> **EXERCISE DESCRIPTION**: Show every line of the records below that contains the word "girl", copying each one in full.

▬▬▬▬▬▬▬▬▬▬

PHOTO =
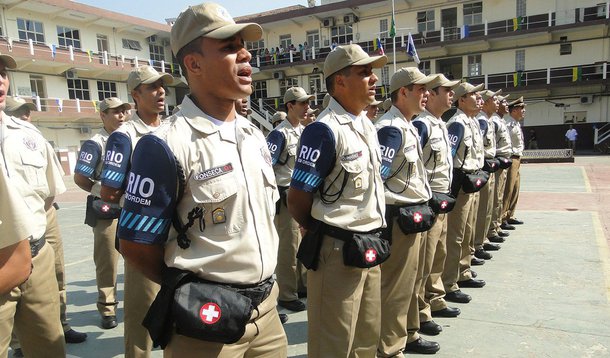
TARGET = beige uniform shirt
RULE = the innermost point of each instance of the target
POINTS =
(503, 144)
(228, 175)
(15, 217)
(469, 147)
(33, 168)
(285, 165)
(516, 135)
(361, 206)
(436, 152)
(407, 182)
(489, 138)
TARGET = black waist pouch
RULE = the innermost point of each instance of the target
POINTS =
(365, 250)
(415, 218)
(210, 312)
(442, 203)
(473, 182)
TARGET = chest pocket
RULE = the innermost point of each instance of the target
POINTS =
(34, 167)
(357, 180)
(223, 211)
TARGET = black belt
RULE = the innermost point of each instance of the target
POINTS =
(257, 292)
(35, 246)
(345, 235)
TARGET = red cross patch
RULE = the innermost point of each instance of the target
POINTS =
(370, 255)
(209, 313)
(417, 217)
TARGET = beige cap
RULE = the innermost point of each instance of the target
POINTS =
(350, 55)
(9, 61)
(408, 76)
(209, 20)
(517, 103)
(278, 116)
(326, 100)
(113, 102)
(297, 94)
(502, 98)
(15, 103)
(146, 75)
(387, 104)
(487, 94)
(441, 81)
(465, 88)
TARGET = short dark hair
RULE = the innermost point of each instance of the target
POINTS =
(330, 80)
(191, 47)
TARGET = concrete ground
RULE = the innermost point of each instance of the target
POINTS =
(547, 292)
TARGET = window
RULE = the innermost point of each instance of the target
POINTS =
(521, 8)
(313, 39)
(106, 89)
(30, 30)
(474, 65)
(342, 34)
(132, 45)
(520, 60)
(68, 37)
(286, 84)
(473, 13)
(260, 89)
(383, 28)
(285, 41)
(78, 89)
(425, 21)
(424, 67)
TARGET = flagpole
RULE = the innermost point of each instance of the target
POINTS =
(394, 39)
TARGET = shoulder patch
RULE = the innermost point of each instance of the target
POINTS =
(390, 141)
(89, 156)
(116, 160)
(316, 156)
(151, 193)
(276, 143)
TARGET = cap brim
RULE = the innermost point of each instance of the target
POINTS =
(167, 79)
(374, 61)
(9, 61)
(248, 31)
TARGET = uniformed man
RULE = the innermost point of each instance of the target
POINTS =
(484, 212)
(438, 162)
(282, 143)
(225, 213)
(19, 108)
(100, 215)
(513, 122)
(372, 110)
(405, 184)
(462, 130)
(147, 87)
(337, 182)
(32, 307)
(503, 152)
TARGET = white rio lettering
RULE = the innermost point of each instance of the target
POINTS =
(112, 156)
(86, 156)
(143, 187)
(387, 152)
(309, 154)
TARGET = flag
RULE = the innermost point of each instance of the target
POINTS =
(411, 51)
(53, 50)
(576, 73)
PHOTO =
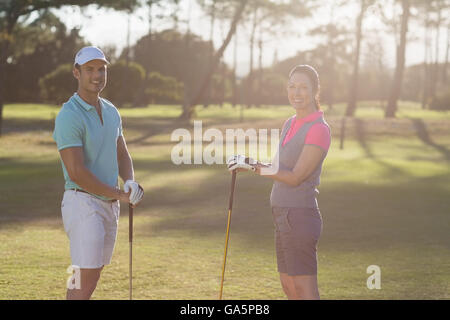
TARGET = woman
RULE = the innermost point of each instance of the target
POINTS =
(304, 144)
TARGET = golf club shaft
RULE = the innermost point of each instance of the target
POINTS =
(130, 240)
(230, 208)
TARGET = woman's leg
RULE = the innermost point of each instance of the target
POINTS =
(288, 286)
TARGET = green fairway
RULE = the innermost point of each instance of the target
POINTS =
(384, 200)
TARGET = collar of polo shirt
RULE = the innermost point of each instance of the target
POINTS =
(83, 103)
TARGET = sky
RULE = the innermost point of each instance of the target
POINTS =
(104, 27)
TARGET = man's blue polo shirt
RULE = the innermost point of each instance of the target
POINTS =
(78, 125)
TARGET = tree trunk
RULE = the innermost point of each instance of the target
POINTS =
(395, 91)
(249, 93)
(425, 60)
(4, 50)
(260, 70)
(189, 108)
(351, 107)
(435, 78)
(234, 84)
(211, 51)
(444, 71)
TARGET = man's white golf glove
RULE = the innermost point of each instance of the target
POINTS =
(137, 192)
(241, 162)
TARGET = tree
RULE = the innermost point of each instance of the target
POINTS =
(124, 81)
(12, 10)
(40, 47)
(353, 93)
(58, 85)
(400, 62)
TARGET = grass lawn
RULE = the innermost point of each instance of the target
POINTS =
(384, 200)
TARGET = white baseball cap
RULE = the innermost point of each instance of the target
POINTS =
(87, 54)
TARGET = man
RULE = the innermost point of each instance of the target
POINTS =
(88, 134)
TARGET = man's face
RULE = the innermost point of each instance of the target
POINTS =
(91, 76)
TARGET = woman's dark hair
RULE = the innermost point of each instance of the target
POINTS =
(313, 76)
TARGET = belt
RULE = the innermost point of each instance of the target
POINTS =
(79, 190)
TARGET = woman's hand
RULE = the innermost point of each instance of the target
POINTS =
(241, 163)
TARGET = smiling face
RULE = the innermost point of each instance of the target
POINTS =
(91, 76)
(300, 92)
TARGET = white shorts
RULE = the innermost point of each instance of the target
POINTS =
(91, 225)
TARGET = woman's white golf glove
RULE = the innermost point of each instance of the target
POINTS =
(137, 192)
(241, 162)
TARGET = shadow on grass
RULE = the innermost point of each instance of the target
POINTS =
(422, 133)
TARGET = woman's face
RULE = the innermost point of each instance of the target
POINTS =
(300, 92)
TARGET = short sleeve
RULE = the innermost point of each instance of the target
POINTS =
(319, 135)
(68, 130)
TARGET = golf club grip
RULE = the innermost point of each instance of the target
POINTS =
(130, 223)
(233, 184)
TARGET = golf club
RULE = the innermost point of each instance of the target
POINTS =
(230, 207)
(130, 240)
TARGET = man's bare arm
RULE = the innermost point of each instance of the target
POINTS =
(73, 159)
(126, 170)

▬▬▬▬▬▬▬▬▬▬

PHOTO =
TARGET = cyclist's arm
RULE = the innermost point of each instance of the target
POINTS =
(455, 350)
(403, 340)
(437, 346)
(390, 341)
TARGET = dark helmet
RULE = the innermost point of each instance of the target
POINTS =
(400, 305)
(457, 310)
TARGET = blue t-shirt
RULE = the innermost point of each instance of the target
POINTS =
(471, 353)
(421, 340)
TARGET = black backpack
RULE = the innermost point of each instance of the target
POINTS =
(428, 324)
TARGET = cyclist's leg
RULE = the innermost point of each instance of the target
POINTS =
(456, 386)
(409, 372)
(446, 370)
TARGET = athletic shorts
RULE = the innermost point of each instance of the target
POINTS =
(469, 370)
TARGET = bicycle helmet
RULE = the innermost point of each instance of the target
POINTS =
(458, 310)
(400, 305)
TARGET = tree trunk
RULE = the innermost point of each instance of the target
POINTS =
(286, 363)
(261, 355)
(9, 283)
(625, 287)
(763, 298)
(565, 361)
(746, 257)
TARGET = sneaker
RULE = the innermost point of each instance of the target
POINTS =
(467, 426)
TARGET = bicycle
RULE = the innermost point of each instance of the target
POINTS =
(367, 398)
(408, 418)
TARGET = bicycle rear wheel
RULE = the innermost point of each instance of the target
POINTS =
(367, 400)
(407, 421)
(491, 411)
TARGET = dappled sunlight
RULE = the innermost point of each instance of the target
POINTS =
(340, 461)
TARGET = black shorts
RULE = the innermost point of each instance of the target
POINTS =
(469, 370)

▬▬▬▬▬▬▬▬▬▬

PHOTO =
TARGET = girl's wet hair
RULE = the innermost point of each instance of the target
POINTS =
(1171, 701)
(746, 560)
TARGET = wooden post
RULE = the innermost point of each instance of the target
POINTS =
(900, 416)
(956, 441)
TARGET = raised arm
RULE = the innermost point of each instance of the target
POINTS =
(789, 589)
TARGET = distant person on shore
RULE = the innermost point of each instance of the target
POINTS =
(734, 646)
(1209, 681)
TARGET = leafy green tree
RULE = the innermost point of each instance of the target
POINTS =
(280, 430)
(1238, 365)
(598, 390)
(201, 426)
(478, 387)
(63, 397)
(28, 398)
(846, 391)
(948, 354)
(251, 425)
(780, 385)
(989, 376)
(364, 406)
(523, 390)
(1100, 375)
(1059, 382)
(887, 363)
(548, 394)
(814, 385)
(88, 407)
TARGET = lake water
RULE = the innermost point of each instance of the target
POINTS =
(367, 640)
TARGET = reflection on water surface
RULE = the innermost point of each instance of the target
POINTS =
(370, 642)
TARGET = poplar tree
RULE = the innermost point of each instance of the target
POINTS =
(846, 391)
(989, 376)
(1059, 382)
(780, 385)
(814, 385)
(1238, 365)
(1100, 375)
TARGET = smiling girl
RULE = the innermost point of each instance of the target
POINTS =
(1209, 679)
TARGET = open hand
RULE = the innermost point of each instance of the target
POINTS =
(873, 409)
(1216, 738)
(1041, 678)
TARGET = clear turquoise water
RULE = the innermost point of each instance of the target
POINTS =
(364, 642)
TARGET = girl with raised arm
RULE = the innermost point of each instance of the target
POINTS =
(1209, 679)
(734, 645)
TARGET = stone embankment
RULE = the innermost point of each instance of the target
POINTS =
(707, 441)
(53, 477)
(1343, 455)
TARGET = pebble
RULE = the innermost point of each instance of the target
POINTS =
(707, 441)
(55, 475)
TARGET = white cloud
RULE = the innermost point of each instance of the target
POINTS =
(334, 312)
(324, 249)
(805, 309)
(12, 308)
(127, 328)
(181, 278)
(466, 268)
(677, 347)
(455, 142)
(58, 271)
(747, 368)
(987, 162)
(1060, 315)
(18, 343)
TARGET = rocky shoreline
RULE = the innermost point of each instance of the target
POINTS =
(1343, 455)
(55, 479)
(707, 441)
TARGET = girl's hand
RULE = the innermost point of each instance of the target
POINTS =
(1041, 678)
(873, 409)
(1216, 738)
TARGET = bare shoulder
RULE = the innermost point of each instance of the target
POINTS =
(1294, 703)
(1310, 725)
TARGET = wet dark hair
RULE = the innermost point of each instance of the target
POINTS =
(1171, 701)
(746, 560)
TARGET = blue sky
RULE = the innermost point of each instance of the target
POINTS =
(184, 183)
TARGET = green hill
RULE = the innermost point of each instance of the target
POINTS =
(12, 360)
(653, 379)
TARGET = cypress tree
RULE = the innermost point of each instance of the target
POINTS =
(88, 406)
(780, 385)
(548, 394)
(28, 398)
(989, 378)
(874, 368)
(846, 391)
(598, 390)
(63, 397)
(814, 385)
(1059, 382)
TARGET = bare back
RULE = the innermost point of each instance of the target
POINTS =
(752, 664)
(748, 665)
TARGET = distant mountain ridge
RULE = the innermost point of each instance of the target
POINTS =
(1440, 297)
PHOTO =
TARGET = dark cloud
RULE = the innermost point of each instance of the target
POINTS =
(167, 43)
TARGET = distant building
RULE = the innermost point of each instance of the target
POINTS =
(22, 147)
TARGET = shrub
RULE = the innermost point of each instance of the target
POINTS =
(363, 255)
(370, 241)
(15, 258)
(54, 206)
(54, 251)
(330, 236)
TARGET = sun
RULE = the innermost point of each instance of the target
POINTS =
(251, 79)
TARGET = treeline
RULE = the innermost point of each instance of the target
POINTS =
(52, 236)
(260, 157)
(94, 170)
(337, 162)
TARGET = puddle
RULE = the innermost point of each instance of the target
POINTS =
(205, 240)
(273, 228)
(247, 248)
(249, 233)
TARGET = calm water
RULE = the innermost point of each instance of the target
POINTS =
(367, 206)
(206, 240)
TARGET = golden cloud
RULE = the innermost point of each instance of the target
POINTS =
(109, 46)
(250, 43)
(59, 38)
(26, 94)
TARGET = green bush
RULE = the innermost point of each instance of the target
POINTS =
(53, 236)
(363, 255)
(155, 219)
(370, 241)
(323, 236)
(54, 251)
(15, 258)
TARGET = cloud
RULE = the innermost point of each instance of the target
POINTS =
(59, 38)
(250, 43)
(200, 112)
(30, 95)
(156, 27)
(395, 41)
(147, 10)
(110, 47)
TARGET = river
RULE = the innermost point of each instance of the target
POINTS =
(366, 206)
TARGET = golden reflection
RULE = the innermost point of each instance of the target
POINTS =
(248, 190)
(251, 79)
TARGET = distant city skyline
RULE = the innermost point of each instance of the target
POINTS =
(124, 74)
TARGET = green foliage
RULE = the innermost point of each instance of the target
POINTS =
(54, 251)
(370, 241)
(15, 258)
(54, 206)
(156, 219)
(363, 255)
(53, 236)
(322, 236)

▬▬▬▬▬▬▬▬▬▬

> **SOLUTION TO THIS PROBLEM**:
TARGET = girl's wet hair
TARGET = smiling girl
TARGET = girl with raised arm
TARGET = girl's hand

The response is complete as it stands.